# SUPPLIED PASSAGE
=-=-=

Using a new technology for inserting large DNA sections into a genome, scientists have successfully created a mouse model of Parkinson’s disease that has the same impairments of movement and degenerative brain changes as the human disease, according to a study published online June 7 in Nature Neuroscience.
Yanping Li, from Weill Medical College of Cornell University in New York City, and colleagues used a transgenesis technology known as bacterial artificial chromosome to insert into the mouse genome a full length leucine-rich repeat kinase 2 (LRRK2) gene that carries hR1441G, a common missense mutation that causes Parkinson’s disease. Another cohort of littermate mice that did not receive the LRRK2 insertion served as a control group.
The researchers report that mice with the mutant gene developed all of the main features of Parkinson’s disease, including the slowness of movement associated with diminished dopamine release, a biochemical effect confirmed by intrastriatal microdialysis. At 10 to 12 months, the transgenic mice exhibited the immobility characteristic of Parkinson’s disease. Significantly, levodopa and apomorphine, used in the treatment of Parkinson’s disease in humans, both reversed the severe motor deficits in the transgenic mice.
“hR1441G LRRK2 bacterial artificial chromosome transgenic mice offer, for the first time, a model of Parkinson’s disease based on a known genetic cause that successfully recapitulates the motor behavioral, neurochemical and histopathological features of the human disease. Therefore, it will be a powerful tool for in vivo mechanistic studies and therapeutic development,” the authors conclude.

=-=-=

# GIVEN INFORMATION

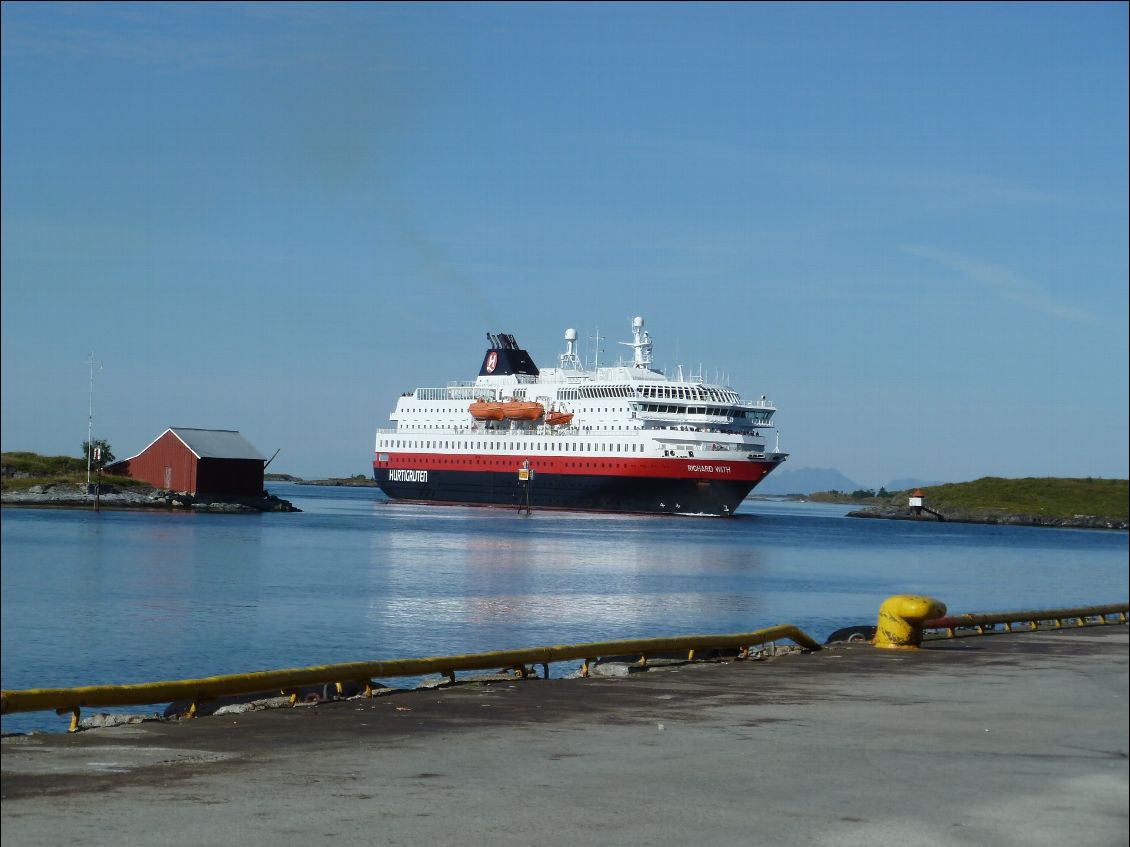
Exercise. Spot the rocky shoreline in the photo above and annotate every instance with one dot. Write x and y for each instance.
(1078, 522)
(114, 497)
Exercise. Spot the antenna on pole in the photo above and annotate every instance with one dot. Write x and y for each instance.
(89, 420)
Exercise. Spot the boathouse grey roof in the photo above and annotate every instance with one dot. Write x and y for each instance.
(216, 443)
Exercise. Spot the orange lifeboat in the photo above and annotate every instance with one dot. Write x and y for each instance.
(521, 410)
(485, 410)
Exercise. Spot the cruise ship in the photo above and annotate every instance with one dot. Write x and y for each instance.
(615, 438)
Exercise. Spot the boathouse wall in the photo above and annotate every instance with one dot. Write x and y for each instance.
(171, 464)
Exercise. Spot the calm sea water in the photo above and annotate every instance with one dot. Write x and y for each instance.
(122, 596)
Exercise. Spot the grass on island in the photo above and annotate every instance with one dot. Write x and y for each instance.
(20, 471)
(1049, 496)
(1046, 496)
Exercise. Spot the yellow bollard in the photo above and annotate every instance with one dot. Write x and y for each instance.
(901, 620)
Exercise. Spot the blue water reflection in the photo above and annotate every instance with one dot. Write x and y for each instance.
(125, 597)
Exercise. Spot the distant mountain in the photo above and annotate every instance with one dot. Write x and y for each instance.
(806, 480)
(904, 485)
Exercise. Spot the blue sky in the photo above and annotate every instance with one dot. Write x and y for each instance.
(905, 224)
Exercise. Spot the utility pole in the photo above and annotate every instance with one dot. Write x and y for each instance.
(89, 422)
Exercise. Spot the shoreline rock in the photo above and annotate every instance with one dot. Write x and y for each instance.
(1078, 522)
(114, 497)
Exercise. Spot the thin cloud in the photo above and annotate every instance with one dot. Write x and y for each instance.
(1006, 282)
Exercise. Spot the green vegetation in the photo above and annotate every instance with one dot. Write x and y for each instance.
(1049, 496)
(19, 471)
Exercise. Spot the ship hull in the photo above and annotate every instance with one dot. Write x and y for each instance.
(575, 491)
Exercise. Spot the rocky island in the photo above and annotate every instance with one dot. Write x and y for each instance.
(35, 481)
(1088, 503)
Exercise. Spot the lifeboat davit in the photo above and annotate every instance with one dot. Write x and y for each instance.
(485, 410)
(522, 410)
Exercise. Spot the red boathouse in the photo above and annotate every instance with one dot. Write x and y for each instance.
(198, 461)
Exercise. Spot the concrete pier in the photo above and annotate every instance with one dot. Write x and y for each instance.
(998, 740)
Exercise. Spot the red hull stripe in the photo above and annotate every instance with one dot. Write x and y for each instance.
(581, 465)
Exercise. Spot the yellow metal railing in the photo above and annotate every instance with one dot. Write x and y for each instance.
(1052, 618)
(362, 673)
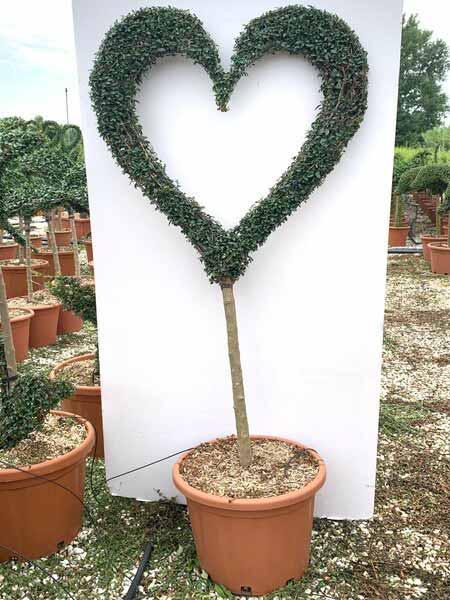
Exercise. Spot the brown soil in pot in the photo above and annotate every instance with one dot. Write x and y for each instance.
(277, 468)
(39, 298)
(58, 436)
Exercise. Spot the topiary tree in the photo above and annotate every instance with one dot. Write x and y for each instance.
(434, 178)
(131, 48)
(78, 295)
(24, 407)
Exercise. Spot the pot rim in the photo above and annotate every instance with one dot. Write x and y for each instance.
(93, 390)
(436, 238)
(34, 261)
(55, 464)
(439, 246)
(60, 252)
(37, 306)
(17, 318)
(252, 504)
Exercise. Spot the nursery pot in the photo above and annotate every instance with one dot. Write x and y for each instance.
(63, 238)
(37, 517)
(82, 226)
(86, 402)
(8, 251)
(20, 329)
(440, 258)
(66, 262)
(44, 325)
(68, 322)
(253, 546)
(15, 277)
(88, 247)
(36, 241)
(428, 239)
(398, 235)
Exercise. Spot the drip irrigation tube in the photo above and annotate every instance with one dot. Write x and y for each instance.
(405, 250)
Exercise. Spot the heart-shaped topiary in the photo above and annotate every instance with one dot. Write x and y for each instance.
(136, 42)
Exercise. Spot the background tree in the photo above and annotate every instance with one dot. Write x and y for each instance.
(438, 140)
(424, 64)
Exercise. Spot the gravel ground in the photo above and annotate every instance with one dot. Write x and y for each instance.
(401, 554)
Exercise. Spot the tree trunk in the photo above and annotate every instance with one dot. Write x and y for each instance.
(438, 217)
(76, 256)
(21, 254)
(8, 343)
(28, 260)
(240, 410)
(52, 242)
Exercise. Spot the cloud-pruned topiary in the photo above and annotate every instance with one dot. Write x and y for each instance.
(135, 43)
(24, 407)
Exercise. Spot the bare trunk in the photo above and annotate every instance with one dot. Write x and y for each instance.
(438, 217)
(59, 219)
(8, 343)
(28, 260)
(52, 242)
(76, 256)
(21, 250)
(240, 410)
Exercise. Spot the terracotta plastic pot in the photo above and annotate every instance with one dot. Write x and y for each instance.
(428, 239)
(88, 247)
(8, 251)
(20, 328)
(82, 226)
(36, 241)
(255, 546)
(66, 262)
(15, 277)
(44, 325)
(69, 322)
(440, 258)
(37, 517)
(63, 238)
(86, 401)
(398, 236)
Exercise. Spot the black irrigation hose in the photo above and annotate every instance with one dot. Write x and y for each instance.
(130, 595)
(148, 548)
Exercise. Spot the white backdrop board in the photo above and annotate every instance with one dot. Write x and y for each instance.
(310, 307)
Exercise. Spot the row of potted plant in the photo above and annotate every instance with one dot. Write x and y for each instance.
(435, 179)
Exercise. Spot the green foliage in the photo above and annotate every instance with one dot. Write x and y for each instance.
(136, 42)
(424, 63)
(438, 139)
(76, 295)
(434, 178)
(67, 137)
(24, 408)
(406, 182)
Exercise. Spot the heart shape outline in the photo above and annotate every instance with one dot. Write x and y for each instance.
(136, 42)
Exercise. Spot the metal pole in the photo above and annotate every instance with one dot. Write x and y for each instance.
(67, 105)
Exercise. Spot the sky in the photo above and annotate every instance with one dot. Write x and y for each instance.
(37, 54)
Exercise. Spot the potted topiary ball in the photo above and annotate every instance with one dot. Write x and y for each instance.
(78, 296)
(39, 447)
(411, 182)
(250, 498)
(436, 178)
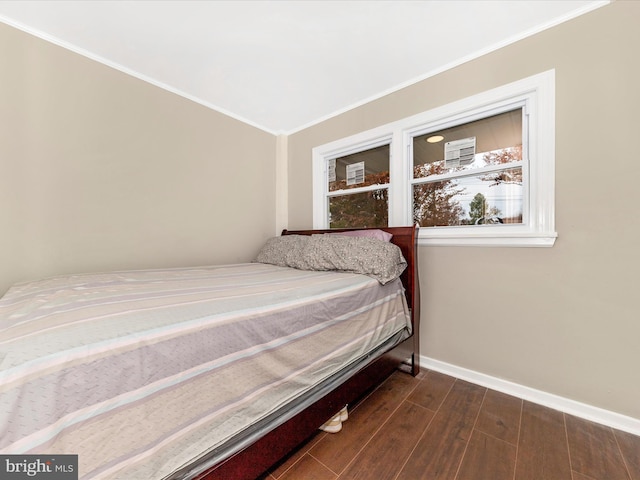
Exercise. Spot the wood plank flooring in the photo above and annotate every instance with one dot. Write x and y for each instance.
(436, 427)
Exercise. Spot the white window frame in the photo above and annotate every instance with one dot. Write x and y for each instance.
(537, 96)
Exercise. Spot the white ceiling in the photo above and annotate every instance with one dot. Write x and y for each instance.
(285, 65)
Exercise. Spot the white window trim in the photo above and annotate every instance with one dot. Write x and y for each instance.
(538, 94)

=-=-=

# WHAT IS NEEDED
Please retype the passage from the Parkinson's mouse model article, starting at "The researchers report" and ending at "the transgenic mice.". You can set the records aside.

# WRITTEN SOLUTION
The researchers report that mice with the mutant gene developed all of the main features of Parkinson’s disease, including the slowness of movement associated with diminished dopamine release, a biochemical effect confirmed by intrastriatal microdialysis. At 10 to 12 months, the transgenic mice exhibited the immobility characteristic of Parkinson’s disease. Significantly, levodopa and apomorphine, used in the treatment of Parkinson’s disease in humans, both reversed the severe motor deficits in the transgenic mice.